What to do: Each line below with the word "plate" needs to be copied.

Start of Task inputs

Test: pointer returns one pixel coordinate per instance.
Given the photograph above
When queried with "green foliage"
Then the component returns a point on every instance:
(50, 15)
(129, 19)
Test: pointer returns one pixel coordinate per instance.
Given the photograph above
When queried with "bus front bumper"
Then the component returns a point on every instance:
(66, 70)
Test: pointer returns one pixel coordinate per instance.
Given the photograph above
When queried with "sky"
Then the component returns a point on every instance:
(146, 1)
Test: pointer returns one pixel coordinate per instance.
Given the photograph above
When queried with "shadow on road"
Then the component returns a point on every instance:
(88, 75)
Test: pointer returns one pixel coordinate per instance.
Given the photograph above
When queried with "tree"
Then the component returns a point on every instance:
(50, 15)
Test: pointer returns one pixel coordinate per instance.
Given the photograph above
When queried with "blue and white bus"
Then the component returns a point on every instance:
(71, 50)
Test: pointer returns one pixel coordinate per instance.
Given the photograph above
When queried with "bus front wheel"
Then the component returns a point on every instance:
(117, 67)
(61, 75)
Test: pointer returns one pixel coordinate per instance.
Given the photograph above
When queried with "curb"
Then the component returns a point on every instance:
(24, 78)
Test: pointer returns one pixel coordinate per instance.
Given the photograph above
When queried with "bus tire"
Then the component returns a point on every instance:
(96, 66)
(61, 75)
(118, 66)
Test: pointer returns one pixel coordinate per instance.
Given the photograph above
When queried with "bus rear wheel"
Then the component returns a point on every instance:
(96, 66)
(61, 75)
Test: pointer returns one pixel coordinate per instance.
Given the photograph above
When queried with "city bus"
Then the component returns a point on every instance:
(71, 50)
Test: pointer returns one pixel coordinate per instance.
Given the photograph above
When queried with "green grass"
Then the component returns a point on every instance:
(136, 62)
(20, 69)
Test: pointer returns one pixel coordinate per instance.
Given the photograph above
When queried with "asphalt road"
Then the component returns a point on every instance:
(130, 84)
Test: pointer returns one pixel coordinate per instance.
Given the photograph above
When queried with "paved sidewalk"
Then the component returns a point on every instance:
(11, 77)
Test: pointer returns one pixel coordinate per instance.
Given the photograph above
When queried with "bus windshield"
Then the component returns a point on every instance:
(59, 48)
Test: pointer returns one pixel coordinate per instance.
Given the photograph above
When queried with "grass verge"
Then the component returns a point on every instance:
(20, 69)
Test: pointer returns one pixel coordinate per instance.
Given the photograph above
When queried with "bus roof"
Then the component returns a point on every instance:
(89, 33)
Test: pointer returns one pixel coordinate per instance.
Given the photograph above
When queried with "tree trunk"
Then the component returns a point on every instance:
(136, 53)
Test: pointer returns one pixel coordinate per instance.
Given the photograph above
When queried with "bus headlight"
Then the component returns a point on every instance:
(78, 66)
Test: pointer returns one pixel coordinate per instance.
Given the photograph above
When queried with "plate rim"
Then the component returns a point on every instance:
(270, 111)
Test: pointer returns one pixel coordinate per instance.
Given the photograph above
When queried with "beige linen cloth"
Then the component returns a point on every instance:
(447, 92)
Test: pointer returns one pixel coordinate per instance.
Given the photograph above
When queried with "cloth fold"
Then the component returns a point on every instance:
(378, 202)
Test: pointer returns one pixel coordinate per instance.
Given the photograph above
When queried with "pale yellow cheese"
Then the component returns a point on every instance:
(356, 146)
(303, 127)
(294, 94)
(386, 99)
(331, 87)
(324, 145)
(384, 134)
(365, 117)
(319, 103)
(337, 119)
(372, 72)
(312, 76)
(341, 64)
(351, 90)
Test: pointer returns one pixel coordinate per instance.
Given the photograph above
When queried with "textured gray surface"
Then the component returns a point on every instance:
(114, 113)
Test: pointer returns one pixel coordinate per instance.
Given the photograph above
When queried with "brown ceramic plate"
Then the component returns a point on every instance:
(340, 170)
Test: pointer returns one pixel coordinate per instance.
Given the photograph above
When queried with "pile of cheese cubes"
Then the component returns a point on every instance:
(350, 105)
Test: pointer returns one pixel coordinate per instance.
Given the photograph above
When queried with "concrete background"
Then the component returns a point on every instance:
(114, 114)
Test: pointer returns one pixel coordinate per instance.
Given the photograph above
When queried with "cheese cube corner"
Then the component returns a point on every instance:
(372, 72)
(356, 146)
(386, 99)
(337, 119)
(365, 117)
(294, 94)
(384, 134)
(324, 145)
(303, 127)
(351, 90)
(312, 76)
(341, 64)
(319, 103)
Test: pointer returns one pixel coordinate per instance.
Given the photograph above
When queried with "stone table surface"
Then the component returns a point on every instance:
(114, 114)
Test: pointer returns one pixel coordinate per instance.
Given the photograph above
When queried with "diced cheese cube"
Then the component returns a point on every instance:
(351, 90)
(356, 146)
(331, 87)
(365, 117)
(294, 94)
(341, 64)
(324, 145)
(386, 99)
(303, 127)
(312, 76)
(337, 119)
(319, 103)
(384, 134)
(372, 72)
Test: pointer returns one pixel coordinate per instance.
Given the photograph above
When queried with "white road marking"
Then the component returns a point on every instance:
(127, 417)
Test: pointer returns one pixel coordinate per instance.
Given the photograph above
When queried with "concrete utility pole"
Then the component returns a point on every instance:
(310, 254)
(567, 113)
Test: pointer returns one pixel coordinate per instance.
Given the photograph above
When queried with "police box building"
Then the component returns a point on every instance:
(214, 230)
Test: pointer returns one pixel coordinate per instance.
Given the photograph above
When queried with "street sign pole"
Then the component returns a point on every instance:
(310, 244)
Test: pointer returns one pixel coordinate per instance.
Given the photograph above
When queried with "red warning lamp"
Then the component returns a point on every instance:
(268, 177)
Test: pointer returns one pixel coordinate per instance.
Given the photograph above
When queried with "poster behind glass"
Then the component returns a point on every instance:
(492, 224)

End of Task inputs

Problem solution:
When queried with "plate rim"
When queried with "brown ceramic plate"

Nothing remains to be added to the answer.